- _Provided passage_:
[BEGIN]
[kernel] Add two patches to fix stalls in khugepaged (rhbz 735946)

Josh Boyer jwboyer at fedoraproject.org
Mon Oct 17 17:34:54 UTC 2011


commit 922059227ce012ccb60adaefee0e4237f46bee46
Author: Josh Boyer <jwboyer at redhat.com>
Date:   Mon Oct 17 13:24:14 2011 -0400

    Add two patches to fix stalls in khugepaged (rhbz 735946)

 ...imit-direct-reclaim-for-higher-order-allo.patch |   54 +++++++++++++
 ...claim-compaction-if-compaction-can-procee.patch |   81 ++++++++++++++++++++
 TODO                                               |    1 +
 kernel.spec                                        |   11 +++
 4 files changed, 147 insertions(+), 0 deletions(-)
---
diff --git a/0001-mm-vmscan-Limit-direct-reclaim-for-higher-order-allo.patch b/0001-mm-vmscan-Limit-direct-reclaim-for-higher-order-allo.patch
new file mode 100644
index 0000000..77777f0
--- /dev/null
+++ b/0001-mm-vmscan-Limit-direct-reclaim-for-higher-order-allo.patch
@@ -0,0 +1,54 @@
+From 6b7025ea927d290a59d2772828435c1893f0267f Mon Sep 17 00:00:00 2001
+From: Rik van Riel <riel at redhat.com>
+Date: Fri, 7 Oct 2011 16:17:22 +0100
+Subject: [PATCH 1/2] mm: vmscan: Limit direct reclaim for higher order
+ allocations
+
+When suffering from memory fragmentation due to unfreeable pages,
+THP page faults will repeatedly try to compact memory.  Due to the
+unfreeable pages, compaction fails.
+
+Needless to say, at that point page reclaim also fails to create
+free contiguous 2MB areas.  However, that doesn't stop the current
+code from trying, over and over again, and freeing a minimum of 4MB
+(2UL << sc->order pages) at every single invocation.
+
+This resulted in my 12GB system having 2-3GB free memory, a
+corresponding amount of used swap and very sluggish response times.
+
+This can be avoided by having the direct reclaim code not reclaim from
+zones that already have plenty of free memory available for compaction.
[END]
- _Information shown_:
[BEGIN]
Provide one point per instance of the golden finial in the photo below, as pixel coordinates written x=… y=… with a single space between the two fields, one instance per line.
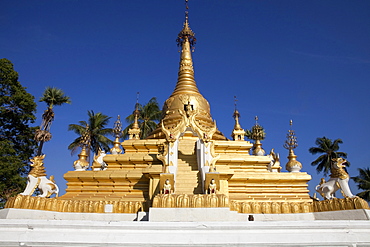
[END]
- _What is required_: In the khugepaged commit, how much free memory does the patch description say the 12GB system ended up with?

- _Solution to this problem_: 2-3GB of free memory.